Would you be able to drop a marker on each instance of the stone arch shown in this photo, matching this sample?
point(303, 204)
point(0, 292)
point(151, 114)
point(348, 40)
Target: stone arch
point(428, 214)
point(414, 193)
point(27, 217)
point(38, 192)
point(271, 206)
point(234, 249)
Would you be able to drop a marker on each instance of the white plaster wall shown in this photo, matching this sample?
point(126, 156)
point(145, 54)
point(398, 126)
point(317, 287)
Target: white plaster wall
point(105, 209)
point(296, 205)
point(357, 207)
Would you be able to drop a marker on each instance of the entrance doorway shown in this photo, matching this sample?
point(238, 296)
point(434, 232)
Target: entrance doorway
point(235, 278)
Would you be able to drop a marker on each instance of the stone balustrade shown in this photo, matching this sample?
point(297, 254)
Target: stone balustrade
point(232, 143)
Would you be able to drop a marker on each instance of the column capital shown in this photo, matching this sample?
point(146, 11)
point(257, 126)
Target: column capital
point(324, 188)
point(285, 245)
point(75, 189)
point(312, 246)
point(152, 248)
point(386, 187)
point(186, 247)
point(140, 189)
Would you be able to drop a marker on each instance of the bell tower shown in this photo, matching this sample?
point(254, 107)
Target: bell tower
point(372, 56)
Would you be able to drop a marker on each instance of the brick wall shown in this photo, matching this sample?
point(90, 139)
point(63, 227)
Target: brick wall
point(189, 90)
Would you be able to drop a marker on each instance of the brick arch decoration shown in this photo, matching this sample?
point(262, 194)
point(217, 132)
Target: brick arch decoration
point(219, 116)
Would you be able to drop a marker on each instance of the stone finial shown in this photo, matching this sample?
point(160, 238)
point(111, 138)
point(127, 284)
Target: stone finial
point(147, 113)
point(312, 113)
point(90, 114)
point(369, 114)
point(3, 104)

..............................

* **WHAT YOU WILL DO**
Copy all of the rows above, word for word, changing nothing.

* **THE RESPONSE**
Would you be able to drop a marker on each instance of the stone arch shown in this photo, matching this sample?
point(303, 204)
point(0, 292)
point(151, 114)
point(348, 40)
Target: stone arch
point(428, 214)
point(414, 193)
point(27, 217)
point(38, 192)
point(271, 206)
point(234, 249)
Would you be able to drop a marker on each instance of the white plaster wall shown in this photo, matching this sample?
point(126, 156)
point(145, 54)
point(398, 126)
point(317, 287)
Target: white plaster wall
point(105, 209)
point(296, 205)
point(357, 207)
Would you be able to drop a marker on each instance of the entrance doorway shown in this photo, matching this sample?
point(238, 296)
point(434, 232)
Target: entrance doorway
point(235, 278)
Would you be able to drop a marker on each instance of the stone balustrade shown in this photo, matching this sample?
point(297, 254)
Target: stone balustrade
point(232, 143)
Would you be able to drop a marker on each instance of the column capital shown in this photo, matching this sample?
point(146, 11)
point(257, 126)
Target: column capital
point(324, 188)
point(285, 245)
point(75, 189)
point(312, 246)
point(152, 248)
point(386, 187)
point(186, 247)
point(140, 189)
Would you be able to drop a marker on each instance of the bell tower shown in this photo, matching this sample?
point(254, 107)
Target: bell tower
point(372, 56)
Would you be able to drop a marker on each instance of the brick wall shown in this photo, matching this sample?
point(90, 139)
point(63, 227)
Target: brick wall
point(189, 90)
Would you be able to drop a marker on each instance of the brick arch decoration shown in this photo, matching this sample?
point(262, 194)
point(217, 132)
Target: brick arch decoration
point(219, 116)
Would you be able to drop a marker on each instance of the stone finial shown in this photo, matching this sample?
point(160, 238)
point(111, 138)
point(127, 284)
Target: stone finial
point(147, 113)
point(312, 113)
point(90, 114)
point(369, 114)
point(3, 104)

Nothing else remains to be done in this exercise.